Exactly as given, write out the lines from the one containing "indicate the street lamp post with a point" through the end of the listing, with both ends included and nothing else.
□ □ □ □ □
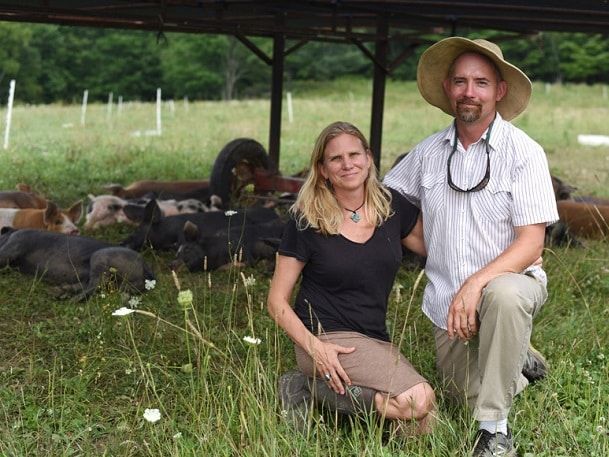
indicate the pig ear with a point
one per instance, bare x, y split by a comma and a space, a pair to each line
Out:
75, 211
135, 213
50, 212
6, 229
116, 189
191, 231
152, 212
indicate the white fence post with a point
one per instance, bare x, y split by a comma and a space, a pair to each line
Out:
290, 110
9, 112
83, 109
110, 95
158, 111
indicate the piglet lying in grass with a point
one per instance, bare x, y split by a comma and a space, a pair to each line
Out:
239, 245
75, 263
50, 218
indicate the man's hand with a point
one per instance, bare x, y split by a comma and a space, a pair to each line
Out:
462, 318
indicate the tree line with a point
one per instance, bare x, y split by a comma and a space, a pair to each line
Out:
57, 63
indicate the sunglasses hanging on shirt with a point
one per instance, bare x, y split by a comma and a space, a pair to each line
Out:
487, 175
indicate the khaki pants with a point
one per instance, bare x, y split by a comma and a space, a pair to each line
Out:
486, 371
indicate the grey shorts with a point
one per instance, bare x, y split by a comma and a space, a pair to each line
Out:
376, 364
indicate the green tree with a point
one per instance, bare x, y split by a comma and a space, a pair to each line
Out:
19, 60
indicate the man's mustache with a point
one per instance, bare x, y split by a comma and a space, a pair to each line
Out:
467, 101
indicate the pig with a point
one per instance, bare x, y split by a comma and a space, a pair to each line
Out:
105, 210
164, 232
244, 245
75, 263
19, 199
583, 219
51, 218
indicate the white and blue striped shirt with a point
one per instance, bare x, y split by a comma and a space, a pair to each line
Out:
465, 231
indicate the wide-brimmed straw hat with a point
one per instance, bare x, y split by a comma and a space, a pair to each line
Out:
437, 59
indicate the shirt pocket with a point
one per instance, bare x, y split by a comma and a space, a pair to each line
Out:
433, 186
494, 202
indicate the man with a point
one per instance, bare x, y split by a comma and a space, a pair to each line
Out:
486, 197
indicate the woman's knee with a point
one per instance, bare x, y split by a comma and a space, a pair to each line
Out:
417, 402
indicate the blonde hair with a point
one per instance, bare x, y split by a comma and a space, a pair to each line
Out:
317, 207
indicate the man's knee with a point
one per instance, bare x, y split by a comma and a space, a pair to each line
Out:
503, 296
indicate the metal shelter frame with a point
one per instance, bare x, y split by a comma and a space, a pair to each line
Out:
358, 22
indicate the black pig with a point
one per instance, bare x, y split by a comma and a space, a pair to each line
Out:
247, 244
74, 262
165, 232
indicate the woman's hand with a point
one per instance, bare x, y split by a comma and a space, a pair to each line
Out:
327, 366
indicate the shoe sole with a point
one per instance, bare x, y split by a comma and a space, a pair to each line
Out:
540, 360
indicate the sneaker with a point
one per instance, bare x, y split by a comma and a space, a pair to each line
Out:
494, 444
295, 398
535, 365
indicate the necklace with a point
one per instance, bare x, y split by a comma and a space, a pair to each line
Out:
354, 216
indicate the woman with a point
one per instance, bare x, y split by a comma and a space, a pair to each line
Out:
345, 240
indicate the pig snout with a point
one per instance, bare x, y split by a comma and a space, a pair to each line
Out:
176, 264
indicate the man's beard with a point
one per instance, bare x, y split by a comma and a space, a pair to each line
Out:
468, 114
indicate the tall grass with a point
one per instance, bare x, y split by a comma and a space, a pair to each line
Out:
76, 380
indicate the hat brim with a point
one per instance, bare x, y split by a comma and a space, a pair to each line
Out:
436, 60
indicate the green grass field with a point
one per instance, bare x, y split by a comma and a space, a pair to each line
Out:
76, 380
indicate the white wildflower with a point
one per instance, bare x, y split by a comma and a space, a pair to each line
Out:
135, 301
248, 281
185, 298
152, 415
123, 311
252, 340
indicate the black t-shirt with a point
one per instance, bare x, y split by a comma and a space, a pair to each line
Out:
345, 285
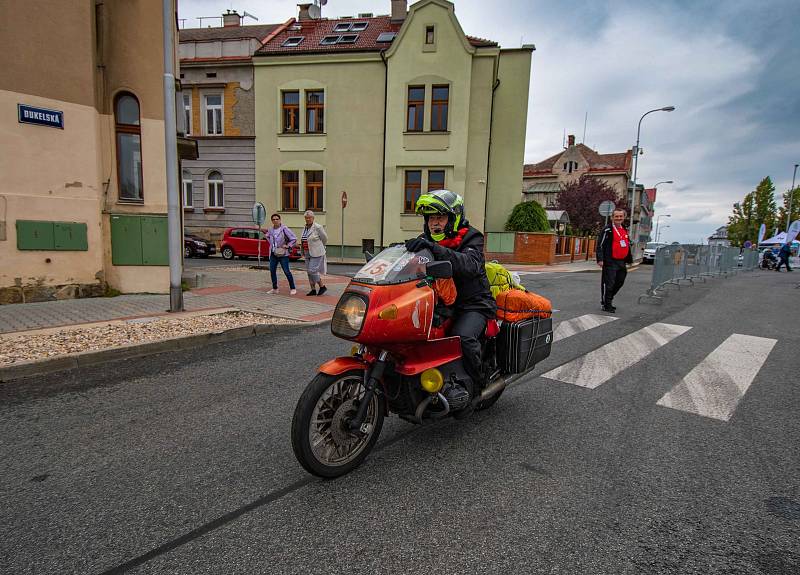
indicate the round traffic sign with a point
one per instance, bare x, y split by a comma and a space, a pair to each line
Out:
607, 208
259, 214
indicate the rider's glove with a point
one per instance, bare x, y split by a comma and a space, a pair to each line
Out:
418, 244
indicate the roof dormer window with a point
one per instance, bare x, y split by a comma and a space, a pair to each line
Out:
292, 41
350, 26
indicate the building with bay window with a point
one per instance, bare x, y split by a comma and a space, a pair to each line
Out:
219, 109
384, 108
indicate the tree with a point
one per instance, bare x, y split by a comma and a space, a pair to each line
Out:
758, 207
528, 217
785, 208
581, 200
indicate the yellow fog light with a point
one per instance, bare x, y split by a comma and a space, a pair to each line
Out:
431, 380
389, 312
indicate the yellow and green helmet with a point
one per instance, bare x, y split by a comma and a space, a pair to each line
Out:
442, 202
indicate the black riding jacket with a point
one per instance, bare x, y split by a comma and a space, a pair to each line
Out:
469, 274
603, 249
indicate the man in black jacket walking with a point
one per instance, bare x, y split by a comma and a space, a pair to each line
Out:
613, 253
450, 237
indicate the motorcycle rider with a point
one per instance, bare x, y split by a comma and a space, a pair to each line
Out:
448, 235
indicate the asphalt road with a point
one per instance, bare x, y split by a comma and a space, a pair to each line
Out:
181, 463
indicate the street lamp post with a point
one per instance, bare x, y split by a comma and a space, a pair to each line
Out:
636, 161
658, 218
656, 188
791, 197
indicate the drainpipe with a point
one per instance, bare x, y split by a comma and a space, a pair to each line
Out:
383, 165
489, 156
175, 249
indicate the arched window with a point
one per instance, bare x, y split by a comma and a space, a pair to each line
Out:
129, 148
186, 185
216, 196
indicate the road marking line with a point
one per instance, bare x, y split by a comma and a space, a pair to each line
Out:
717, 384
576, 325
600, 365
□ □ □ □ □
• Problem solution
indicate the street lamp post with a point
one per instance, bare x, y split by a comma and a space, a pair to each line
Out:
636, 161
658, 218
656, 188
791, 197
indicate the drainpipe with a point
one per instance, bare x, y split by a comma and a space, a pair to each line
Out:
383, 165
489, 156
175, 249
indicate the arched window with a point
one per instance, bare x, y split by a comma and a space, a pair to each line
Out:
129, 148
186, 185
216, 196
indicate the road marking line with a point
one per instance, bare x, y split by a comma and a space, a pair to each line
Out:
717, 384
576, 325
600, 365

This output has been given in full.